§ **YOUR INSTRUCTIONS**
How many lines in the items below contain the string "purple", with case counting? Reply with the number only.
## Start
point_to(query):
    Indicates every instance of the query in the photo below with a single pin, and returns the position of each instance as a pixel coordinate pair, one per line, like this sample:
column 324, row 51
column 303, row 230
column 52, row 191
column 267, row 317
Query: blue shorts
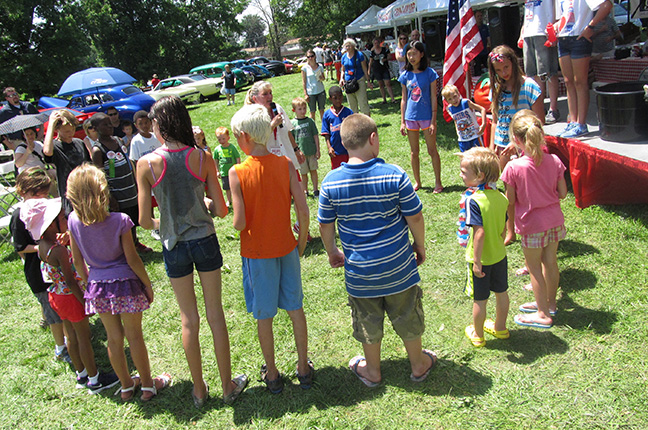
column 272, row 283
column 577, row 49
column 465, row 146
column 204, row 253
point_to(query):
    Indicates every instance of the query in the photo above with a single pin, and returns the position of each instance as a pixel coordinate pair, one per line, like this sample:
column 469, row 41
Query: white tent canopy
column 366, row 22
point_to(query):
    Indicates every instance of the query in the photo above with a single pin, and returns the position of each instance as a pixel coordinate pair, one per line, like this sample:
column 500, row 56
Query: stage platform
column 602, row 172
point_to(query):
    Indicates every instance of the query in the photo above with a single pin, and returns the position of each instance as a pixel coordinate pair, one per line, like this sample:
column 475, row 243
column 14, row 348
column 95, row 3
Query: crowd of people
column 114, row 179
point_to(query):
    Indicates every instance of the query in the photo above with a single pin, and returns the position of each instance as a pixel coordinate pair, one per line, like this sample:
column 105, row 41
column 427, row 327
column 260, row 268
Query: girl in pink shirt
column 535, row 183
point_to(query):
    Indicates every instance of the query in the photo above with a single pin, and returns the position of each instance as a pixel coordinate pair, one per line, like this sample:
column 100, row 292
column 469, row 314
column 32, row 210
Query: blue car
column 259, row 72
column 127, row 99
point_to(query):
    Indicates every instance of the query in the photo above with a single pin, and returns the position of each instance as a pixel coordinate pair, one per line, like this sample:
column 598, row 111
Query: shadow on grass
column 571, row 248
column 525, row 345
column 576, row 280
column 577, row 317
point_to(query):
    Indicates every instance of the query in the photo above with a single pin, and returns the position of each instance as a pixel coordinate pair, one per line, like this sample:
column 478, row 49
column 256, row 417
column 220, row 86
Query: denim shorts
column 316, row 101
column 577, row 49
column 272, row 283
column 204, row 253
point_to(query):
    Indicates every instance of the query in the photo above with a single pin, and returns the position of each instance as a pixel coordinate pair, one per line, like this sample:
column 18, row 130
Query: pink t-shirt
column 537, row 205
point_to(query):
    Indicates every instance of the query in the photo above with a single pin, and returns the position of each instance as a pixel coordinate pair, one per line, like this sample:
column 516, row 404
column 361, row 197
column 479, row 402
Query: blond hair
column 448, row 90
column 254, row 121
column 298, row 101
column 33, row 180
column 356, row 130
column 67, row 118
column 482, row 160
column 526, row 127
column 221, row 131
column 255, row 90
column 87, row 190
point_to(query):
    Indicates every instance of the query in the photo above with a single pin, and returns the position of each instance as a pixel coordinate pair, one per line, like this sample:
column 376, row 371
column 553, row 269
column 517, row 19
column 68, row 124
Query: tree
column 253, row 31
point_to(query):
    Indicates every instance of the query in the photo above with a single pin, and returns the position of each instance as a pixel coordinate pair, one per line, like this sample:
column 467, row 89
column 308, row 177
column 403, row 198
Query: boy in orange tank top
column 262, row 188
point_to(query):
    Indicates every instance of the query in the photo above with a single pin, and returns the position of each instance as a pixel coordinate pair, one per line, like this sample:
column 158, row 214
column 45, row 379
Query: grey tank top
column 179, row 193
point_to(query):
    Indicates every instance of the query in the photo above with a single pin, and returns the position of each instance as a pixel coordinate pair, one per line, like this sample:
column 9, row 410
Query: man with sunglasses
column 14, row 107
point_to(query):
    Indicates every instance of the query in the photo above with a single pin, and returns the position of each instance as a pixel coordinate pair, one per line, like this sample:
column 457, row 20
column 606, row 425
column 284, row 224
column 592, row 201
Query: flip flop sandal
column 474, row 339
column 522, row 271
column 353, row 365
column 130, row 391
column 534, row 324
column 164, row 381
column 532, row 307
column 489, row 327
column 422, row 378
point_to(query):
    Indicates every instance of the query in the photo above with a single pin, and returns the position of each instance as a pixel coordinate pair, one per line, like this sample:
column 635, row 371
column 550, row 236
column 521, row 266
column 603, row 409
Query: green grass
column 589, row 371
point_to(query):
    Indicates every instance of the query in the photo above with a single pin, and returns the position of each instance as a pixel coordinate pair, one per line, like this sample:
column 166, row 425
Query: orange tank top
column 265, row 185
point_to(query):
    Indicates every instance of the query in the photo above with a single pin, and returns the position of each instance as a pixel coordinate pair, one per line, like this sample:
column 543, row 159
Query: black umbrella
column 21, row 122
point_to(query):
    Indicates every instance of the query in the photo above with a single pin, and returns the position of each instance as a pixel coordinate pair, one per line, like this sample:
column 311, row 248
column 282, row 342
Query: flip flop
column 532, row 307
column 534, row 324
column 522, row 271
column 353, row 365
column 421, row 378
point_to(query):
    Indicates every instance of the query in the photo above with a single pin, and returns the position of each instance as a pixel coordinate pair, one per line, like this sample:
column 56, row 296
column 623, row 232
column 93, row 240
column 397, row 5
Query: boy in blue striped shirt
column 375, row 206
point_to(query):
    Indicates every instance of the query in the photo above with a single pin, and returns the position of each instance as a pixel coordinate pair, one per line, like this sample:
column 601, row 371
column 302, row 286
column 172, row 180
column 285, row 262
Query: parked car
column 172, row 86
column 127, row 99
column 80, row 116
column 276, row 67
column 621, row 14
column 259, row 72
column 215, row 70
column 208, row 87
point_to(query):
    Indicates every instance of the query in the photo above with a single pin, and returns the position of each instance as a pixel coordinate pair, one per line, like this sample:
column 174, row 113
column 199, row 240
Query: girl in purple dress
column 118, row 287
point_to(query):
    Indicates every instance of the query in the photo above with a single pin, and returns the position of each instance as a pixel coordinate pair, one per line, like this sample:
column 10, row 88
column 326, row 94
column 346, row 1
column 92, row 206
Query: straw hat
column 38, row 215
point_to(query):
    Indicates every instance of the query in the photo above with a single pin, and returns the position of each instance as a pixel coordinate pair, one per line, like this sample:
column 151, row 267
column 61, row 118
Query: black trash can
column 622, row 111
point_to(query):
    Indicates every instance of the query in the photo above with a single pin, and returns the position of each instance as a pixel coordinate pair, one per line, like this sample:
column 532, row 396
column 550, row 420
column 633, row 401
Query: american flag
column 463, row 43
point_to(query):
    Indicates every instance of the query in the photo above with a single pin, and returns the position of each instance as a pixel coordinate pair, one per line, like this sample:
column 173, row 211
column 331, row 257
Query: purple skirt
column 115, row 296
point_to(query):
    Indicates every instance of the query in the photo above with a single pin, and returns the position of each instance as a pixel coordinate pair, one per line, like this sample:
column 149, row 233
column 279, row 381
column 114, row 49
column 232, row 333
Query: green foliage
column 42, row 43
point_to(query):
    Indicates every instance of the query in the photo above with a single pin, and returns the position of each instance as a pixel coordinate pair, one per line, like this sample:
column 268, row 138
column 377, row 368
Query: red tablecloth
column 611, row 70
column 601, row 177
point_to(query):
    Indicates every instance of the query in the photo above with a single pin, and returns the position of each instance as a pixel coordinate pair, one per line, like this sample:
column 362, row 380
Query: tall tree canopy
column 42, row 42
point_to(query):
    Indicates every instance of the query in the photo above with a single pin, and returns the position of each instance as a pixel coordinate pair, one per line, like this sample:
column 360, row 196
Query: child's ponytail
column 526, row 127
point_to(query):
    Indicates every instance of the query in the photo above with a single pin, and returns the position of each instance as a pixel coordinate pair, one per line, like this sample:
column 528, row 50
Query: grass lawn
column 588, row 371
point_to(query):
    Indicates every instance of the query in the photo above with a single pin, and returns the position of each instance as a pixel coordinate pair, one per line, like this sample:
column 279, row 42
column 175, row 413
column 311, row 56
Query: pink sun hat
column 38, row 215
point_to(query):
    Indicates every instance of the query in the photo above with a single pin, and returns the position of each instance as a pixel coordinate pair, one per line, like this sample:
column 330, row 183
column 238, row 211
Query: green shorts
column 405, row 311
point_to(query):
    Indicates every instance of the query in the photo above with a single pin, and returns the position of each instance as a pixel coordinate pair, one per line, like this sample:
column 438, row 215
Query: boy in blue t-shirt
column 469, row 132
column 380, row 264
column 331, row 122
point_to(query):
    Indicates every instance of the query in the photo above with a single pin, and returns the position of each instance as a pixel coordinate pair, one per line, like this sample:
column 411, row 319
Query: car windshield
column 130, row 90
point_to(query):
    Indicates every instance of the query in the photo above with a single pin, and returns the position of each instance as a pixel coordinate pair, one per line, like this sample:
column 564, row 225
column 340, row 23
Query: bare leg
column 266, row 340
column 132, row 326
column 389, row 89
column 533, row 258
column 501, row 310
column 430, row 141
column 479, row 316
column 73, row 346
column 371, row 367
column 551, row 273
column 572, row 96
column 186, row 298
column 419, row 362
column 211, row 283
column 413, row 138
column 82, row 329
column 300, row 331
column 57, row 333
column 315, row 179
column 581, row 69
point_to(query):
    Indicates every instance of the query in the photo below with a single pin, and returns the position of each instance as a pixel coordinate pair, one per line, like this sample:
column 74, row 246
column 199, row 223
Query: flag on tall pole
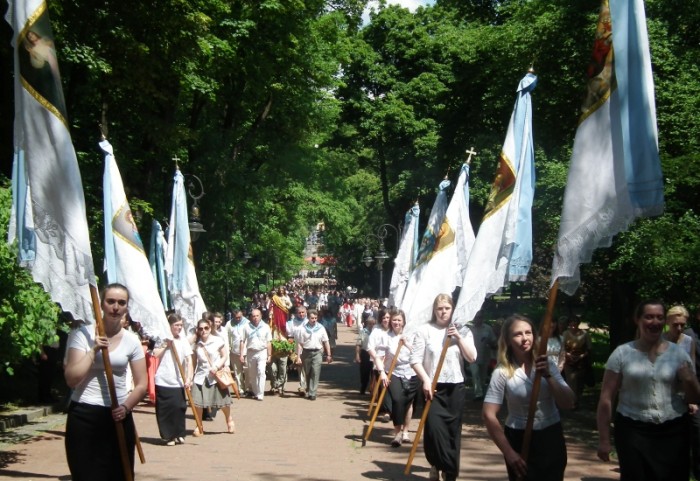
column 125, row 257
column 179, row 263
column 405, row 258
column 156, row 258
column 615, row 172
column 502, row 250
column 50, row 222
column 443, row 269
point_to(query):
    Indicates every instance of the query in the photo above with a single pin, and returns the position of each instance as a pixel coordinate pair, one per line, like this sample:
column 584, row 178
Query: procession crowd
column 426, row 367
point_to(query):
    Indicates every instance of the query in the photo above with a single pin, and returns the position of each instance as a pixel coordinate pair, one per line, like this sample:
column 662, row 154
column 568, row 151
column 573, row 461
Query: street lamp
column 196, row 227
column 381, row 255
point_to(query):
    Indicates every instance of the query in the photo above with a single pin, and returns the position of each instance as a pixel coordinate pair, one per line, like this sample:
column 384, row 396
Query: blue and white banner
column 502, row 251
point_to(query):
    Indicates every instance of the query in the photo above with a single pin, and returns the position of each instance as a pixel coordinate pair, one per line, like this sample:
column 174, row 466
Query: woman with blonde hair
column 443, row 427
column 513, row 380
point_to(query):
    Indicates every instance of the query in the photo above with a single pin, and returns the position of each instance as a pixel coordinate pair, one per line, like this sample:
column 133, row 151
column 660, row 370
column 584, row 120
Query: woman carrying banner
column 443, row 425
column 513, row 380
column 653, row 380
column 403, row 384
column 92, row 448
column 171, row 400
column 210, row 356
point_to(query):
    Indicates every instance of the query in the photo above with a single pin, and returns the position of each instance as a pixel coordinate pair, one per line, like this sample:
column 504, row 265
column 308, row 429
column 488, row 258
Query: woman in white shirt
column 443, row 427
column 171, row 401
column 92, row 449
column 210, row 356
column 513, row 380
column 653, row 380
## End
§ **SOLUTION TO THIS TASK**
2